Dataset entries:
Segment Open

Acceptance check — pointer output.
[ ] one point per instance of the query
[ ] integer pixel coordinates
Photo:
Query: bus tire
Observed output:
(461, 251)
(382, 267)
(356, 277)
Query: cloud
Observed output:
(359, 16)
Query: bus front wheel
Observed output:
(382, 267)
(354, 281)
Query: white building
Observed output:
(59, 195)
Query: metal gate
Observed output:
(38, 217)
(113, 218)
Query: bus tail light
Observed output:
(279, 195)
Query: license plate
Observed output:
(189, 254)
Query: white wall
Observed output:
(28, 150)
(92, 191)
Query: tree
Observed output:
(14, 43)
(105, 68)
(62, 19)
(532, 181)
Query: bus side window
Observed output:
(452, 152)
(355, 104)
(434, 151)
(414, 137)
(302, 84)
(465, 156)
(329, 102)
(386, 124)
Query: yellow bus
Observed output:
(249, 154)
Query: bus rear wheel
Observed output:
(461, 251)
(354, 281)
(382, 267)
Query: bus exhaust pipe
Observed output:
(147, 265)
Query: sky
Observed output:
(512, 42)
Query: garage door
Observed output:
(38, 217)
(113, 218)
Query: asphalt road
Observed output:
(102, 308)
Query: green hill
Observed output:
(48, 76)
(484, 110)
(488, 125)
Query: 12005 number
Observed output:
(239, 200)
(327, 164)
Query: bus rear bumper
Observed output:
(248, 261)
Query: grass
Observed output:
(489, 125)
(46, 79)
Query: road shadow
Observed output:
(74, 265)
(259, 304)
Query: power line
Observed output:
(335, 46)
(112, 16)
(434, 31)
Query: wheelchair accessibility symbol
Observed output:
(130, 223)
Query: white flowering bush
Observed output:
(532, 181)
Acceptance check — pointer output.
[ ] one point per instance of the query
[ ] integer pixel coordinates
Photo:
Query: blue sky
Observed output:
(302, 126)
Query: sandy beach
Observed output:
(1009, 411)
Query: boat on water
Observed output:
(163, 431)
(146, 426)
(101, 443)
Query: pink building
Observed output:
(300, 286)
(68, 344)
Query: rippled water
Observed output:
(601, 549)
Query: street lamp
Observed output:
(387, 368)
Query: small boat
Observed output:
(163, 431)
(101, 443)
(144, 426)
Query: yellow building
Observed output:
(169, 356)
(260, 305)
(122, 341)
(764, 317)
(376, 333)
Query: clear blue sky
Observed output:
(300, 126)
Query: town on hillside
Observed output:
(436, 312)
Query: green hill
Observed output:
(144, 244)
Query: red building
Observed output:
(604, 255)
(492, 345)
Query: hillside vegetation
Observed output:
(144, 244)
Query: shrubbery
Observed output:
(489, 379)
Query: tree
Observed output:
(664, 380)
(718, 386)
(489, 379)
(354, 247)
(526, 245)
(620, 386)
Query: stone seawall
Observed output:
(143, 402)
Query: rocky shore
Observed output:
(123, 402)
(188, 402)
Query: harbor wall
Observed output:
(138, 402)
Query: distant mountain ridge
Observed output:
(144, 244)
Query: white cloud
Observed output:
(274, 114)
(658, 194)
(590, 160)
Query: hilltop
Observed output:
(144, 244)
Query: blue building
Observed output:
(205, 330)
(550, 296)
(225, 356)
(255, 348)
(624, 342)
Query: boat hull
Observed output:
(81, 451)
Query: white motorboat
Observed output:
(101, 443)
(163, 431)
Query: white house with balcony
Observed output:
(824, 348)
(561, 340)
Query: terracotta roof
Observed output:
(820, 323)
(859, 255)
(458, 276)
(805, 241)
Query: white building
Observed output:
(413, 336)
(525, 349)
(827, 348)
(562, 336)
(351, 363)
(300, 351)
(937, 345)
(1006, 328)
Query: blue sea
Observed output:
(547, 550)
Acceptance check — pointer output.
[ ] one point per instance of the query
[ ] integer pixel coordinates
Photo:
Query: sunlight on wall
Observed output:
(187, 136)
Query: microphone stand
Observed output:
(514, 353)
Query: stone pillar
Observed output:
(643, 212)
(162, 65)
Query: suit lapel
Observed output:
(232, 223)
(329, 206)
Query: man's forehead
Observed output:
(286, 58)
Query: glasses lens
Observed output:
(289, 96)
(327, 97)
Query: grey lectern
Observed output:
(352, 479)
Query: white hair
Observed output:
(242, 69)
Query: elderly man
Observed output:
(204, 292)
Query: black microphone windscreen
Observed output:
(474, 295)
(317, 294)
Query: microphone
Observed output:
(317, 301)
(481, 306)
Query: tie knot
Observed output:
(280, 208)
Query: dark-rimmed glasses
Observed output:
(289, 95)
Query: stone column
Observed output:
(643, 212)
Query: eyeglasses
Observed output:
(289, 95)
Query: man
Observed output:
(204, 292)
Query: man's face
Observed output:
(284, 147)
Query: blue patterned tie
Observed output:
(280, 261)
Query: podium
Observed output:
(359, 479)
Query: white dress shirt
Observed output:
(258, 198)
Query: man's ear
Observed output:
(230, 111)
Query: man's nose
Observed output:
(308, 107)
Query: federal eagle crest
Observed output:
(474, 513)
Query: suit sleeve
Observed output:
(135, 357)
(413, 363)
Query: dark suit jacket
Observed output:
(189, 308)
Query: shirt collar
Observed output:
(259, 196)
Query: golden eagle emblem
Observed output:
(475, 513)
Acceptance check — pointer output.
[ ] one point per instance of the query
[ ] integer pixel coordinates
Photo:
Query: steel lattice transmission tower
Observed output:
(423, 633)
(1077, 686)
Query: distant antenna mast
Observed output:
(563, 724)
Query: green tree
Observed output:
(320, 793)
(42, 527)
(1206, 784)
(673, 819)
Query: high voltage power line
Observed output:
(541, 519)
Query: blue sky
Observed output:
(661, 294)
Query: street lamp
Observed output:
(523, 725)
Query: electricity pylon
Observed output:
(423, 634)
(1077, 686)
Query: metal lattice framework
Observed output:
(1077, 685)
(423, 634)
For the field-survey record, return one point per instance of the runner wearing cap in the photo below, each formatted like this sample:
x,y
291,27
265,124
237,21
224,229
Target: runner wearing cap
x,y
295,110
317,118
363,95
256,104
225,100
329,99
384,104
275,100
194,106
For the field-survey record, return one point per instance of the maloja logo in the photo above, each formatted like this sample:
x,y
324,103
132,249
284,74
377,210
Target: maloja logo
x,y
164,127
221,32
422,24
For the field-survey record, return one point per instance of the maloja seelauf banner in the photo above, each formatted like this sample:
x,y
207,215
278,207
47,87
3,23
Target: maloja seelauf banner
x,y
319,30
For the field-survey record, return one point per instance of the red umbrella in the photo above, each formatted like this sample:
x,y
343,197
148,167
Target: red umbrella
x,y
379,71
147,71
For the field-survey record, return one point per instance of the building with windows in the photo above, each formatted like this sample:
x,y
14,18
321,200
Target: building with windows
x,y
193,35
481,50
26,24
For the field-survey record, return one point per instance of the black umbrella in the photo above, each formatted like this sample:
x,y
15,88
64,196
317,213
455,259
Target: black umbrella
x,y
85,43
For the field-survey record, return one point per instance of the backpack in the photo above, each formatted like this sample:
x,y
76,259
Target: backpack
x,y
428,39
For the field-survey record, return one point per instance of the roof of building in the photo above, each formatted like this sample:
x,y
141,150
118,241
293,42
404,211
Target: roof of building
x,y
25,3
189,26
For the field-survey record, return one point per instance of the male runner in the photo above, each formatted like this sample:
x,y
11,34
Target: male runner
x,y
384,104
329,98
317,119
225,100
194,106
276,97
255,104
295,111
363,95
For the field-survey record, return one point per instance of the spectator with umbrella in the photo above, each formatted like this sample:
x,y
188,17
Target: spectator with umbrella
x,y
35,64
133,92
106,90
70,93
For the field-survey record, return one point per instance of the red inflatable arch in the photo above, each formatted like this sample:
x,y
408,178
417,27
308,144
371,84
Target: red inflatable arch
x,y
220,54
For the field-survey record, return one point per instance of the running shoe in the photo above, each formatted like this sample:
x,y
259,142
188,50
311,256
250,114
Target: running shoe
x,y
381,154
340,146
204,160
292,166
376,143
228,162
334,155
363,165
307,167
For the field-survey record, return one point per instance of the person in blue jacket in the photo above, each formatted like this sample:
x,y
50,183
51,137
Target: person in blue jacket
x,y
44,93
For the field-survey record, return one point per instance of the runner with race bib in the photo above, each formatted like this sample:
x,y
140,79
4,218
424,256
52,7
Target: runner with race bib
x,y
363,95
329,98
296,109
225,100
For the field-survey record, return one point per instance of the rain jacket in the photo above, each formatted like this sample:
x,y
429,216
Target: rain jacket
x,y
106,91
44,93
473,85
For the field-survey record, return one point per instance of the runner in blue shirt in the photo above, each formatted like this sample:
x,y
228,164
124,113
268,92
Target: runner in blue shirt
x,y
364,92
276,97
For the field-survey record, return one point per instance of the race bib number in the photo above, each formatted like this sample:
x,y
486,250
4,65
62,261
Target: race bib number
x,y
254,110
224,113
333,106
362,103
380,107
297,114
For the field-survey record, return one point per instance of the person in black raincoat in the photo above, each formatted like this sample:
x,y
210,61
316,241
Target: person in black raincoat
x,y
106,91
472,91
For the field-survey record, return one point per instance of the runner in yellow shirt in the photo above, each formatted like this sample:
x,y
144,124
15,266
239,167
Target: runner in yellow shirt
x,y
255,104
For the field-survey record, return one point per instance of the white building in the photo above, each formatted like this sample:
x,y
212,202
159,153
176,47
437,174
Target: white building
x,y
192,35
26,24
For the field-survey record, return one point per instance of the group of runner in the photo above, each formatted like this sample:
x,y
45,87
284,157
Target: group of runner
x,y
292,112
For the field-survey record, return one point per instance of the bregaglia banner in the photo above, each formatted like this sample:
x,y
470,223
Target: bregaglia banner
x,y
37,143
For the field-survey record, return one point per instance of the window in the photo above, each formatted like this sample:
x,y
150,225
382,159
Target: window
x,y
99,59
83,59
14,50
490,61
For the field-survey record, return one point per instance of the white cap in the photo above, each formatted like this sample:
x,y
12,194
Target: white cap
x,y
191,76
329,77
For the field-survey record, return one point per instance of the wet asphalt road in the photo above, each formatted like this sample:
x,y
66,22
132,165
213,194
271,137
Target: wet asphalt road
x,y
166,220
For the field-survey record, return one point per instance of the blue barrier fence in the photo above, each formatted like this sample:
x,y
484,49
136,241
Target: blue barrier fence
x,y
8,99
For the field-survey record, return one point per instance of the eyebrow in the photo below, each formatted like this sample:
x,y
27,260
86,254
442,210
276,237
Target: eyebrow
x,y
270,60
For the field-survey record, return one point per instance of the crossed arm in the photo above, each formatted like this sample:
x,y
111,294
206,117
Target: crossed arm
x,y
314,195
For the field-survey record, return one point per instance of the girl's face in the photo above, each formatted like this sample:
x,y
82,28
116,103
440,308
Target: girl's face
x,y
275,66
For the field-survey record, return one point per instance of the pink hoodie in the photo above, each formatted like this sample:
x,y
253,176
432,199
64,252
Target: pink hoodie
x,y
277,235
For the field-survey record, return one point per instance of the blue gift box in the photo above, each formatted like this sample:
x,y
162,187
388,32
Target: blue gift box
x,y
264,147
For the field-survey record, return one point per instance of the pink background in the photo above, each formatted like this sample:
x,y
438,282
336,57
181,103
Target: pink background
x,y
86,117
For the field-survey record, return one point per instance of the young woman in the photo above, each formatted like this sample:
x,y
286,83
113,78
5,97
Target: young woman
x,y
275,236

Segment Closed

_WORK REQUIRED:_
The response must hold only the lines above from the line with "Query: shirt collar" through the line with "Query: steel lattice transmission tower", each copied exactly, both ends kept.

_TASK SOLUTION:_
Query: shirt collar
Observed output:
(259, 196)
Query: golden eagle emblem
Observed output:
(475, 513)
Acceptance check — pointer output.
[ ] one point per instance of the query
[ ] integer pixel coordinates
Photo:
Query: steel lattice transmission tower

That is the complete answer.